== REQUEST ==
Repeat the records below exactly, leaving out any pictures.

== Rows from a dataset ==
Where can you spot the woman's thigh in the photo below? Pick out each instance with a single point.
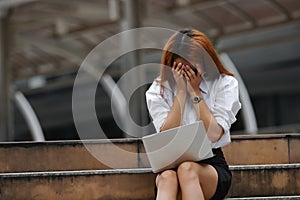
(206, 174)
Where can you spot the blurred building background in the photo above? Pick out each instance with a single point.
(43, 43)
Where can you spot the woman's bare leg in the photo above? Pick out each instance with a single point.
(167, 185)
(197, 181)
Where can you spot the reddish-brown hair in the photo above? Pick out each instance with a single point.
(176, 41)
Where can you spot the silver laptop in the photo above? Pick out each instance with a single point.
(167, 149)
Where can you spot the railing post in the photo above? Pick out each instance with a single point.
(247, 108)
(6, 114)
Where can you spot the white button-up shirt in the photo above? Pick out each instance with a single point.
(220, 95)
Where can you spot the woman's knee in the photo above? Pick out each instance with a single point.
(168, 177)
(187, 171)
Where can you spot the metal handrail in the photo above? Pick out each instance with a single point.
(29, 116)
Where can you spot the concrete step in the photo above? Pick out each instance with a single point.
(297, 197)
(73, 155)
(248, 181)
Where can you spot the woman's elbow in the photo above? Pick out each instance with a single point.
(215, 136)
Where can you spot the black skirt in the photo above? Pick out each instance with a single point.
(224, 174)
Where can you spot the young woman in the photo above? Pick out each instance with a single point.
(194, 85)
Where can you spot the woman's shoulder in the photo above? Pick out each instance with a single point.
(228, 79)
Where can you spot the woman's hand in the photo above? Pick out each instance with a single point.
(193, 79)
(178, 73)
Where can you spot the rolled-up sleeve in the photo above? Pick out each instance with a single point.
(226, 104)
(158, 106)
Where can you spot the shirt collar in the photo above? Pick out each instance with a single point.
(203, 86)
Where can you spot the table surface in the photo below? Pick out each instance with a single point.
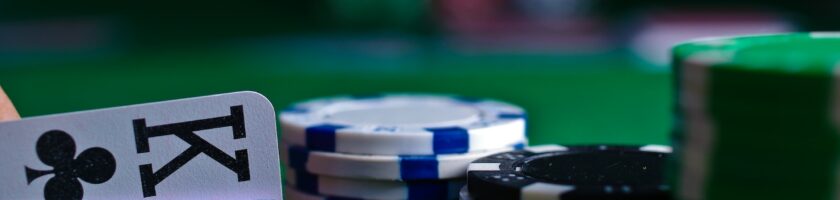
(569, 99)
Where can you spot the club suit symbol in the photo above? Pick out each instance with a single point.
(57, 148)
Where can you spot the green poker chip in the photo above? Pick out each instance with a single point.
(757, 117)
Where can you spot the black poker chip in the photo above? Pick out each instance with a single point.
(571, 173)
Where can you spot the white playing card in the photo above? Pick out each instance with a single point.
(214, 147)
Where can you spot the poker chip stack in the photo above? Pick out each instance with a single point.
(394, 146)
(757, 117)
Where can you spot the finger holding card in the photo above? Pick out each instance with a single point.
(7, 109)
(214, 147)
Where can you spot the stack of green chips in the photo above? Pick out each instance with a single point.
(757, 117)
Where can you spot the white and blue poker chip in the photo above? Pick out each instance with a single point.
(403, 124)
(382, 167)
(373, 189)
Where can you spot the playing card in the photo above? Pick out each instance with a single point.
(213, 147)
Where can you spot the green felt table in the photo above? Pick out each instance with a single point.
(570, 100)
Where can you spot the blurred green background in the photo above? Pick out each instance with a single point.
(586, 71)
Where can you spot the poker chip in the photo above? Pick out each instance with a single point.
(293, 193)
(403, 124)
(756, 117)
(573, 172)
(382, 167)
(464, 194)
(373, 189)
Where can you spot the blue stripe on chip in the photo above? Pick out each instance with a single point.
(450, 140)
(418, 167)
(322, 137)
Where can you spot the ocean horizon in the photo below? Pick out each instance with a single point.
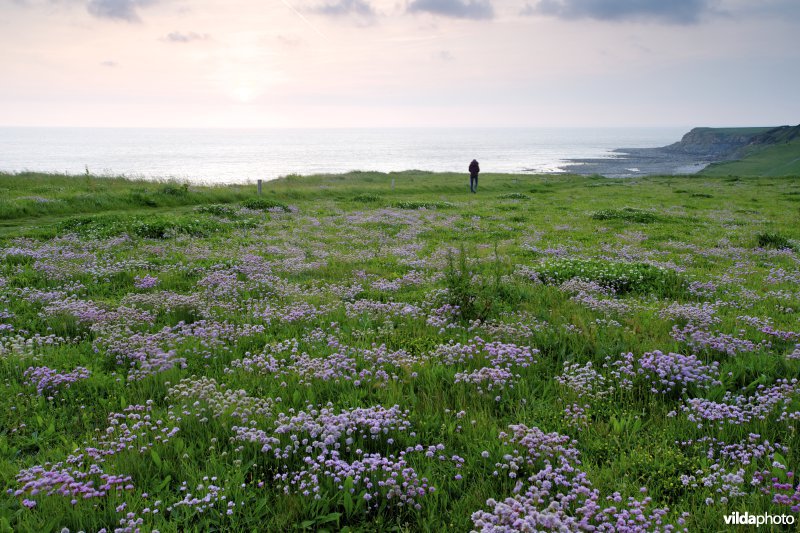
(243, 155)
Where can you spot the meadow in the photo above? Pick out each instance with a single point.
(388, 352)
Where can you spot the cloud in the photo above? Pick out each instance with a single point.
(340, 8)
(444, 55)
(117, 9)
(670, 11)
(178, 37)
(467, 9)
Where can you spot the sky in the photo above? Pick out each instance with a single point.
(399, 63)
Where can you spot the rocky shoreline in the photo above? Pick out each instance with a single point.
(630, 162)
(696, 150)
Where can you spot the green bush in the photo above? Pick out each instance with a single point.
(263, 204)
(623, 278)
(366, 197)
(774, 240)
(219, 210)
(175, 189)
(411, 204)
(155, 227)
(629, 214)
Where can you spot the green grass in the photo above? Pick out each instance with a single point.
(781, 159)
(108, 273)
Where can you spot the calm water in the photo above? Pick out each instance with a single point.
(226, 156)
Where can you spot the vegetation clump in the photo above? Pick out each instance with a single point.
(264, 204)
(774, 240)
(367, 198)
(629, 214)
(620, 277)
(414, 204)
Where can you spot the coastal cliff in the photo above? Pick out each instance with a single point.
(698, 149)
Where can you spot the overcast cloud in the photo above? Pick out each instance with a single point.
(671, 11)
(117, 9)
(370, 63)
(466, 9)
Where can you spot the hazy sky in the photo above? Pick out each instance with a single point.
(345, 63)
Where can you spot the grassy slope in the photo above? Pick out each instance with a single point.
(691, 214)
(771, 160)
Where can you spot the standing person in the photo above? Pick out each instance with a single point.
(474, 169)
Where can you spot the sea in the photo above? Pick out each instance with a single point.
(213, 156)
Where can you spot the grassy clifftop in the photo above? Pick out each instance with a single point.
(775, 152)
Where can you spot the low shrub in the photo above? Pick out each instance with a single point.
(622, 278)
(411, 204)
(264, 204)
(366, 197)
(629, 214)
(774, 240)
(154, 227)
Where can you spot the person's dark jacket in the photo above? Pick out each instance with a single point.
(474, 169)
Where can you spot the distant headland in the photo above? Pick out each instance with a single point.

== SOLUTION ==
Where can you spot the woman's thigh in the photo below? Pick out each instance with a single point.
(206, 174)
Where can you spot the blurred building background in the photo above? Pick out each instance with a single point.
(43, 43)
Where can you spot the woman's bare leg in the photo above? Pick out each instance with a single point.
(167, 185)
(197, 181)
Where can you spot the reddish-brown hair in the photo above? Pick out each instance with a single point.
(176, 41)
Where can you spot the silver laptop in the photo above? Pick out each instance with a single point.
(167, 149)
Where can you spot the railing post in the photo above? Pick out each instance with a single point.
(247, 108)
(6, 114)
Where can you spot the white button-up shirt in the photo above? Pick out each instance with a single point.
(220, 95)
Where can you spot the woman's knee in the photo above? Pick out each instance with a single point.
(168, 177)
(187, 171)
Where can you spot the metal handrail in the photo above? Pick out each instance with a single point.
(29, 116)
Where can you spot the concrete step in the photo above? Pick out each instance with a single point.
(297, 197)
(73, 155)
(248, 181)
Where can you spot the woman's elbow in the photo above? Pick out each instance with a single point.
(215, 136)
Where can you spot the black skirt in the photo above? Pick out each instance with a single point.
(224, 174)
Where can you spot the young woman in the photo above? Pick out each instance with a single point.
(194, 85)
Where can you spot the woman's shoulder in the photo above? Pick out each instance with a single point.
(228, 79)
Where can you spot the woman's hand in the photo above? Pick out each instance with a single point.
(193, 79)
(178, 73)
Where can you spot the rolled-up sleeve in the photo above? Pick out each instance with a single point.
(226, 104)
(158, 106)
Where can you spot the shirt collar in the photo above? Pick out each instance with a single point.
(203, 86)
Where can you spot the table surface in the photo below? Pick out each instance with a single point.
(569, 99)
Where can you spot the club suit symbol in the photo above? Pick out each instance with a single point.
(57, 148)
Where can you spot the green poker chip in the photo above? Pick out each instance with a single point.
(757, 117)
Where can you spot the black poker chip in the photo above? Pick out each instance with a single point.
(571, 173)
Where can you spot the white playing card in the photo above? Pick out each instance with a single point.
(214, 147)
Where can you spot the poker chip stack in the photo above? Pick out each instance with a single point.
(394, 146)
(757, 117)
Where can you spot the finger holding card in the photo above? Pick out each instance with a single point.
(7, 109)
(214, 147)
Where can you spot the stack of green chips in the photo above? Pick out each instance with a single point.
(757, 117)
Where can you spot the white and blue poker chip in the photo above? Pick out each instance with a single point.
(403, 124)
(382, 167)
(373, 189)
Where can you spot the playing card in the photo above? Pick out each instance with a single point.
(213, 147)
Where can you spot the green felt table in the photo above? Pick out each instance with a single point.
(570, 100)
Where can you spot the blurred green background in the photo above? Pick out each instance with a single point.
(586, 71)
Where can you spot the poker chip in the photo above? Pick out each instance with a single point.
(293, 193)
(403, 124)
(756, 117)
(573, 172)
(382, 167)
(464, 194)
(373, 189)
Where can you spot the blue stripe on chip in the photo above? Pick out each instance with a single point.
(450, 140)
(418, 167)
(322, 137)
Where can you spot the ocean horizon in the photo below? Pick out each instance with a single point.
(243, 155)
Where can you spot the meadow in the photo above? Pick out each instance with a single point.
(388, 352)
Where can you spot the cloud in the photo above? Pick out each instance with a single point.
(340, 8)
(444, 55)
(117, 9)
(670, 11)
(178, 37)
(467, 9)
Where can you spot the sky in the photo above? Pick out each instance with a single point.
(399, 63)
Where can you spot the rocky shoreline in the photo above? Pick out each instance with a single point.
(630, 162)
(696, 150)
Where can you spot the green bush in the photo above? Pick out each instance with a single point.
(263, 204)
(623, 278)
(366, 197)
(774, 240)
(219, 210)
(175, 189)
(411, 204)
(155, 227)
(629, 214)
Where can you spot the green grass in the photo above? Pick out each instance with a single point.
(781, 159)
(108, 273)
Where can you spot the calm water in the photo above? Pick out each instance with a single point.
(226, 156)
Where can you spot the vegetation clump in the photo above? Pick out each instance with a single point.
(264, 204)
(774, 240)
(367, 198)
(629, 214)
(620, 277)
(414, 204)
Where can you spot the coastal cliff in the photo above? Pick out each instance with a single point.
(698, 149)
Where can you spot the overcast cloud in the photo above? Pick out each instance with a single point.
(671, 11)
(117, 9)
(370, 63)
(466, 9)
Where can you spot the hazy sky in the photo above? Pick out each instance with a single point.
(345, 63)
Where can you spot the grassy slope in the photo above? Pick out each instance with a single point.
(691, 214)
(771, 160)
Where can you spot the standing person in the photo above? Pick out each instance with a single point.
(474, 169)
Where can you spot the sea in the photo above? Pick out each instance with a single point.
(213, 156)
Where can you spot the grassy clifftop in the photo above? Pick out each instance with a single point.
(775, 152)
Where can you spot the low shrub in the photo above? Pick out each instance with a single point.
(622, 278)
(411, 204)
(264, 204)
(366, 197)
(629, 214)
(774, 240)
(154, 227)
Where can you spot the person's dark jacket in the photo above? Pick out each instance with a single point.
(474, 169)
Where can you spot the distant headland in the photo above? Pick out each instance with a single point.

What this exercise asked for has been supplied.